:: WHAT THE TASK ASKS ::
Decide whether each statement agrees with the passage on Rolando Espinosa below, answering yes or no and quoting the words of the passage that settle it: 1. All seven judges on the list were still on the bench. 2. Police put the value of the methamphetamine they claimed to find at $2 million. 3. Espinosa was shot dead less than six months after his election.

:: SELECTED EXCERPT ::
** start **

In May, Rolando Espinosa Sr. ran his mayoral-election campaign on a promise to take on the drug trade in his town, Albuera, on the Philippine island of Leyte. But, on Nov. 5, less than six months after he was elected — and three months after President Rodrigo Duterte read out his name on live national television along with the names of 158 other public officials the President accused of being involved in narcotics — Espinosa was shot dead inside a jail cell by police.

The list of names read out by Duterte was riddled with errors. Only four of the seven judges it named were still on the bench — one had been dismissed, another had died eight years previously. Neither did the President present any evidence linking the individuals he named to the drug trade. Many protested their innocence, and one, the former mayor of Cebu Michael Rama, tells TIME that he believes he was named as part of a settling of political scores.

But for the people who appeared on the list, evidence, or the lack of it, must have seemed like an abstract diversion. Many were in immediate fear of their lives.

Espinosa surrendered to police to beat a 24-hour deadline on a “shoot on sight” order issued by the President. The following day, cops entered his family compound, killed six of his bodyguards, and claimed to find a massive haul of methamphetamine — worth, they said, $2 million. The mayor denied knowledge of it and vigorously declared his innocence.

“The authorities are using me to pressure my son, Kerwin, to surrender,” he said in a statement soon after. (Kerwin Espinosa was also accused by police of drug trafficking.)

Rolando Espinosa pleaded to Duterte to call off the local authorities who were harassing his family. Albuera’s police chief, he said, had publicly threatened to hang his head on the flagpole of the municipality.

“I still believe in the justice system that eventually will uphold my innocence,” Espinosa added.

** end **

:: GIVEN ENTRIES ::

** start **

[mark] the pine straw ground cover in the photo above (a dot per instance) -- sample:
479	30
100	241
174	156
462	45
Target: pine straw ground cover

** end **

:: REPLY ::
1. No: "Only four of the seven judges it named were still on the bench"
2. Yes: "worth, they said, $2 million"
3. Yes: "less than six months after he was elected"